==== SELECTED PASSAGE ====
The rest of us will just have to do our best to try and tell the story of New Orleans’ best storyteller of his generation.

No one else could capture New Orleans – including its sports landscape – quite as well as Virgets, who died Monday night at age 77, because New Orleans was captured inside of the poet known to many as simply “Virge.”

His 3rd Ward accent was the most easily recognizable thing about him, having made him a popular provider of local television voice-overs.

He dabbled elsewhere in television, taking a road less traveled on multiple stations to find and tell distinctive stories that station managers in other markets would have summarily dismissed for not fitting any consultants’ mold.

But they fit New Orleans, which is as unpretentious as was Virge, who at first glance – just like his hometown – didn’t display his sophistication. Rumpled slacks, a fading Hawaiian shirt and perhaps a hat of some sort were the only sartorial ensemble Virge generally needed.
==== DATASET EXCERPTS ====
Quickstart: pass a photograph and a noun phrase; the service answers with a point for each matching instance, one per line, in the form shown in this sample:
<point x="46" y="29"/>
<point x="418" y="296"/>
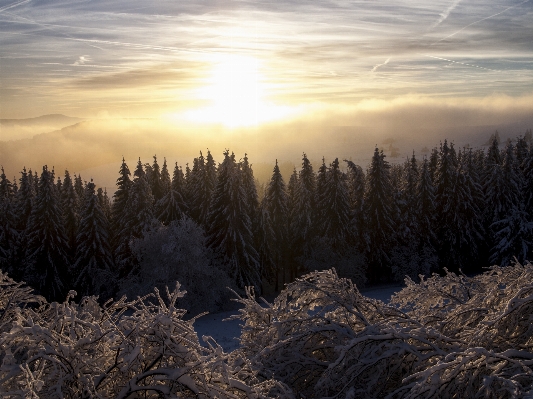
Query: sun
<point x="236" y="90"/>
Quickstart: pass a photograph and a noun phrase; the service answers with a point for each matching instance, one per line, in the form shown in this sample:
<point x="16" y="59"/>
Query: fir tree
<point x="229" y="230"/>
<point x="166" y="182"/>
<point x="71" y="219"/>
<point x="80" y="190"/>
<point x="23" y="200"/>
<point x="46" y="257"/>
<point x="140" y="204"/>
<point x="302" y="222"/>
<point x="380" y="215"/>
<point x="8" y="232"/>
<point x="321" y="198"/>
<point x="156" y="184"/>
<point x="93" y="267"/>
<point x="336" y="224"/>
<point x="356" y="190"/>
<point x="120" y="218"/>
<point x="276" y="232"/>
<point x="172" y="206"/>
<point x="105" y="203"/>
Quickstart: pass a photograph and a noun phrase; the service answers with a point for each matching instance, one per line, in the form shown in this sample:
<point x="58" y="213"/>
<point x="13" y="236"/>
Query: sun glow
<point x="236" y="90"/>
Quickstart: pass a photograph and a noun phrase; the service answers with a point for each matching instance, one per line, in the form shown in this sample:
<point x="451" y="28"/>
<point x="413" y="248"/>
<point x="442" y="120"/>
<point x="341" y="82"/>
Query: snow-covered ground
<point x="226" y="333"/>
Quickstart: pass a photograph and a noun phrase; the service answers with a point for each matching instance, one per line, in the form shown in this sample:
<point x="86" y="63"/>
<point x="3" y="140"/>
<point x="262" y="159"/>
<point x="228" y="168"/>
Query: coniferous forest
<point x="457" y="329"/>
<point x="459" y="209"/>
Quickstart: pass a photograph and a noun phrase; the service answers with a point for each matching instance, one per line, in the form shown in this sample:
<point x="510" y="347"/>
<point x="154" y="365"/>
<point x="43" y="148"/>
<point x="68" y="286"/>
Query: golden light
<point x="236" y="90"/>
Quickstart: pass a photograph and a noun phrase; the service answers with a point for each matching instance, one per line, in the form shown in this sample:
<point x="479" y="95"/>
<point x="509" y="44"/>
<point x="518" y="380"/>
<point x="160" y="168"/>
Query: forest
<point x="457" y="226"/>
<point x="213" y="225"/>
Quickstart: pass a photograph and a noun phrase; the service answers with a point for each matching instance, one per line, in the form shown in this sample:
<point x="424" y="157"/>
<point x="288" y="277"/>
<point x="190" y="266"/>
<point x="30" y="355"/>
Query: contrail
<point x="15" y="4"/>
<point x="462" y="63"/>
<point x="378" y="65"/>
<point x="481" y="20"/>
<point x="445" y="14"/>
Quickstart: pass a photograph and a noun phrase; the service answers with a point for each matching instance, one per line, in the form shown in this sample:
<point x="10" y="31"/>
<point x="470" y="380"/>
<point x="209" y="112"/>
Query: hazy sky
<point x="249" y="61"/>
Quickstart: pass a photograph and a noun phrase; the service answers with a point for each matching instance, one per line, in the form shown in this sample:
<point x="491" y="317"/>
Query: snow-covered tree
====
WRITTEN EXERCISE A -
In the tribute to Virgets, shorten the paragraph that begins "No one else could capture New Orleans" while keeping its main facts.
WRITTEN EXERCISE B -
Repeat, word for word, the stretch of the Virgets tribute from "But they fit" through "Virge generally needed.".
WRITTEN EXERCISE C -
Go on with the tribute to Virgets, picking up after its last sentence.

REPLY A -
Virgets, known to many as "Virge," died Monday night at 77. No one captured New Orleans, its sports scene included, as well as he did, because the city was captured inside him.

REPLY B -
But they fit New Orleans, which is as unpretentious as was Virge, who at first glance – just like his hometown – didn’t display his sophistication. Rumpled slacks, a fading Hawaiian shirt and perhaps a hat of some sort were the only sartorial ensemble Virge generally needed.

REPLY C -
But he was well read – more so than just about anyone who signed the paychecks he got from countless jobs he held.

Virge never really had a career in the traditional sense because he was in no way traditional. His education at St. Aloysius High School and Loyola University looked good on a resume, but career counselors and human resource managers don’t know what to do with the unique.

The closest Virge came to occupying a corner office came during a stint at the Times-Picayune that included him penning a column under the pseudonym “Railbird Ronnie,” which passed for coverage of horse racing at the Fair Grounds.

But Virge was no handicapper and in fact tips that lead to cashing tickets had no place in Railbird Ronnie’s stories. He offered up daily vignettes about the characters that hung around the race track, interrupting their survey of discarded tickets just long enough to hatch Ralph Kramden-like get-rich-quick schemes that would inevitably blow up in their faces before Virge reached a mere 600 words or so.

The stories that were told and the manner in which they were told were as a good as anything emanating from writers of any type anywhere around here – or anywhere else for that matter.

Virge’s stint as Railbird Ronnie was relatively short-lived, but a lengthy run followed by a conventional retirement wouldn’t have fit in the world of the Railbird columns or that of their author.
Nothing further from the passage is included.